__Provided entries__
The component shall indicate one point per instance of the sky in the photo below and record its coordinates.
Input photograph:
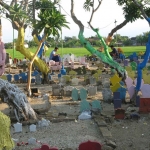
(103, 19)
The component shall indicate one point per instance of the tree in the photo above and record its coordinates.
(51, 21)
(19, 14)
(106, 58)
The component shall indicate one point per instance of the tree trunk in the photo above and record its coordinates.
(30, 67)
(20, 47)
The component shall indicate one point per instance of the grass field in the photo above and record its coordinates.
(79, 51)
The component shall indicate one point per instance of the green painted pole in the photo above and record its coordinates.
(13, 45)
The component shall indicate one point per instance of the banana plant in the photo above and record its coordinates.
(50, 22)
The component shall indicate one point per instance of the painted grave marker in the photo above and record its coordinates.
(75, 94)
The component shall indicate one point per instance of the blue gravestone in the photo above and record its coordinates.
(16, 77)
(75, 94)
(83, 94)
(49, 77)
(122, 91)
(9, 77)
(32, 80)
(35, 73)
(96, 105)
(84, 106)
(38, 79)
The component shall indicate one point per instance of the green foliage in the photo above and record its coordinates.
(17, 13)
(131, 11)
(80, 51)
(87, 5)
(51, 20)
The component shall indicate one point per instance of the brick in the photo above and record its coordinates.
(105, 132)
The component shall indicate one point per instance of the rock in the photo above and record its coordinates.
(106, 147)
(111, 143)
(105, 132)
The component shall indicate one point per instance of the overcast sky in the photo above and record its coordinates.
(103, 19)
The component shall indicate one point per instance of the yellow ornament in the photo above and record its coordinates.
(5, 138)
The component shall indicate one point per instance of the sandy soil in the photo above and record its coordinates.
(128, 134)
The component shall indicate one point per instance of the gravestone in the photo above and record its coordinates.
(84, 70)
(115, 79)
(4, 77)
(75, 94)
(83, 94)
(92, 90)
(122, 91)
(96, 76)
(145, 89)
(146, 78)
(107, 94)
(96, 105)
(90, 145)
(18, 127)
(38, 79)
(142, 82)
(126, 62)
(131, 91)
(16, 78)
(75, 81)
(106, 82)
(9, 77)
(72, 74)
(84, 106)
(57, 90)
(116, 95)
(7, 59)
(32, 128)
(129, 82)
(92, 80)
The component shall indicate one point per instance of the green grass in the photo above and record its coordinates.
(79, 51)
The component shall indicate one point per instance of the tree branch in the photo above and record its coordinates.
(78, 22)
(142, 10)
(12, 3)
(94, 10)
(5, 5)
(118, 27)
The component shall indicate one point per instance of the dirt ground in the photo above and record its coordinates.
(68, 132)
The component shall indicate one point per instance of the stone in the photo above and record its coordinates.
(16, 78)
(106, 82)
(129, 82)
(146, 78)
(96, 76)
(18, 127)
(115, 87)
(92, 80)
(7, 59)
(72, 74)
(131, 91)
(75, 94)
(92, 90)
(106, 147)
(96, 105)
(75, 81)
(107, 94)
(142, 82)
(84, 106)
(32, 128)
(38, 79)
(105, 132)
(115, 79)
(9, 77)
(111, 143)
(100, 122)
(145, 89)
(83, 94)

__Activity__
Give back all of the entries above exactly, with the pictures excluded.

__Finished task__
The component shall indicate one point per instance of the sky in the photo below and record its coordinates.
Input photograph:
(103, 19)
The component shall indicate one point per instance of the tree in the photo above and record its coordinates.
(51, 21)
(19, 14)
(106, 58)
The component shall indicate one point per instance of the tree trunk in the photo above and record its coordinates.
(30, 67)
(20, 47)
The component shall indicate one point per instance of the grass field in the photo above and record its coordinates.
(79, 51)
The component shall indicate one point per instance of the green painted pole in the photo above and record its coordinates.
(13, 45)
The component shall indicate one point per instance of the banana plant in the photo above and record its coordinates.
(50, 22)
The component shall indicate one point per instance of the painted grave marker in the photo above and record its coordinates.
(75, 94)
The component shall indicate one point per instance of the blue gravestone in the photo above and record its coordinates.
(16, 77)
(75, 94)
(83, 94)
(49, 77)
(122, 91)
(9, 77)
(32, 80)
(35, 73)
(96, 105)
(84, 106)
(38, 79)
The component shall indicate one point per instance of the green foliage in the photo above and record its coordinates.
(17, 13)
(131, 11)
(80, 51)
(87, 5)
(51, 20)
The component shall indicate one point per instance of the brick in the photo above and record its coordinates.
(105, 132)
The component shall indicate one point per instance of the rock in the photo above and record its coordinates.
(106, 147)
(111, 143)
(105, 132)
The component shall indicate one point per instance of the overcast sky in the photo above and record its coordinates.
(103, 19)
The component shall indicate one point per instance of the yellow ornament in the photo above and record its coordinates.
(5, 138)
The component shall indicate one point per instance of the sandy soil in the photo above and record its coordinates.
(128, 134)
The component shall indicate one point per instance of the gravestone in the photo above and record its coordinates.
(84, 70)
(115, 79)
(4, 77)
(75, 94)
(83, 94)
(92, 90)
(122, 91)
(96, 76)
(145, 89)
(146, 78)
(107, 94)
(96, 105)
(90, 145)
(18, 127)
(38, 79)
(142, 82)
(126, 62)
(131, 91)
(16, 78)
(75, 81)
(106, 82)
(9, 77)
(72, 74)
(84, 106)
(57, 90)
(116, 95)
(7, 59)
(32, 128)
(129, 82)
(92, 80)
The component shall indicate one point per instance of the green grass in the photo above and record its coordinates.
(79, 51)
The component shall indicate one point per instance of the tree branch in the photo above and record its coordinates.
(78, 22)
(142, 10)
(12, 3)
(94, 10)
(5, 5)
(118, 27)
The component shall indicate one point per instance of the dirt ground in the photo above and record its coordinates.
(68, 132)
The component shall indicate one point per instance of the stone in the photo above and record its coordinates.
(16, 78)
(106, 82)
(129, 82)
(146, 78)
(96, 76)
(18, 127)
(115, 87)
(92, 80)
(7, 59)
(72, 74)
(131, 91)
(75, 94)
(92, 90)
(106, 147)
(96, 105)
(75, 81)
(107, 94)
(142, 82)
(84, 106)
(32, 128)
(38, 79)
(105, 132)
(115, 79)
(9, 77)
(111, 143)
(100, 122)
(145, 89)
(83, 94)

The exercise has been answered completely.